-- Lesetext --

URI: 
       # taz.de -- Die Goldenen Zitronen auf Englisch: Dem toten Frosch den Arsch retten
       
       > Die Goldenen Zitronen haben für „Flogging a Dead Frog“ Songs ihrer
       > letzten Alben neu eingespielt und auf Englisch gesungen. Nicht die beste
       > Idee.
       
   IMG Bild: Gehen ihren Weg gar nicht so konsequent, wie es hier aussieht: Die Goldenen Zitronen.
       
       Seit Langem schon ist Englisch nicht mehr die Lingua franca der Popmusik.
       Da ist die Frage angemessen, warum die Hamburger Band Die Goldenen Zitronen
       das vierte Jahrzehnt ihres Bestehens ausgerechnet mit einem Album
       einläutet, das englische Versionen von Songs und Instrumentals ihrer
       letzten drei Veröffentlichungen enthält.
       
       Auch wenn der Albumtitel eine Anspielung auf „Flogging A Dead Horse“ von
       den Sex Pistols ist – eine Singles-Compilation, die nach Auflösung der
       Londoner Band herauskam und aus dem langsam verblassenden kontroversen
       Image noch ein wenig Kapital schlagen sollte: Ihre lange Karriere in der
       Subkultur macht Die Goldenen Zitronen erst mal unverdächtig. Sie stehen
       nicht im Verdacht, ihre Fans zynisch zu schröpfen, indem sie ihnen den
       selben Scheiß zweimal unterjubeln. Und das auch noch unter einem Titel, der
       ihnen unter die Nase reibt, dass sie jetzt übers Ohr gehauen werden!
       
       Was also ist nun das Neue von „Flogging a Dead Frog“? Keines der Remakes
       weicht stark von seiner jeweiligen Originalfassung ab. Der einzige
       wirkliche Unterschied ist, dass die Songs auf Englisch gesungen sind.
       Eigentlich müsste die Geschichte der Popmusik die Zitronen doch gelehrt
       haben, dass beinahe alle derartigen Versuche, den angloamerikanischen Markt
       zu erobern, kläglich gescheitert sind. Ausnahme der Regel ist Kraftwerk,
       deren nichtssagenden Schulfibeltexte sich leicht in alle möglichen Sprachen
       übersetzen ließen.

-- Rohdaten --
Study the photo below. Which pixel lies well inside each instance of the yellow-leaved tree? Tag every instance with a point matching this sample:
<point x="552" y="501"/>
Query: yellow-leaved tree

-- Schriftliche Aufgaben --
• a. Geben Sie aus dem Lesetext den Abschnitt von „Auch wenn der“ bis „Englisch gesungen sind.“ wortgetreu wieder.
• b. Auf welches Album der Sex Pistols spielt der Titel „Flogging a Dead Frog“ laut dem Lesetext an?
• c. Übersetzen Sie diesen Satz aus dem Lesetext ins Englische: „Der einzige wirkliche Unterschied ist, dass die Songs auf Englisch gesungen sind.“

-- Gelöste Aufgaben --
• a.
Auch wenn der Albumtitel eine Anspielung auf „Flogging A Dead Horse“ von
       den Sex Pistols ist – eine Singles-Compilation, die nach Auflösung der
       Londoner Band herauskam und aus dem langsam verblassenden kontroversen
       Image noch ein wenig Kapital schlagen sollte: Ihre lange Karriere in der
       Subkultur macht Die Goldenen Zitronen erst mal unverdächtig. Sie stehen
       nicht im Verdacht, ihre Fans zynisch zu schröpfen, indem sie ihnen den
       selben Scheiß zweimal unterjubeln. Und das auch noch unter einem Titel, der
       ihnen unter die Nase reibt, dass sie jetzt übers Ohr gehauen werden!
       
       Was also ist nun das Neue von „Flogging a Dead Frog“? Keines der Remakes
       weicht stark von seiner jeweiligen Originalfassung ab. Der einzige
       wirkliche Unterschied ist, dass die Songs auf Englisch gesungen sind.

• b. Auf „Flogging A Dead Horse“, eine Singles-Compilation der Sex Pistols.

• c. The only real difference is that the songs are sung in English.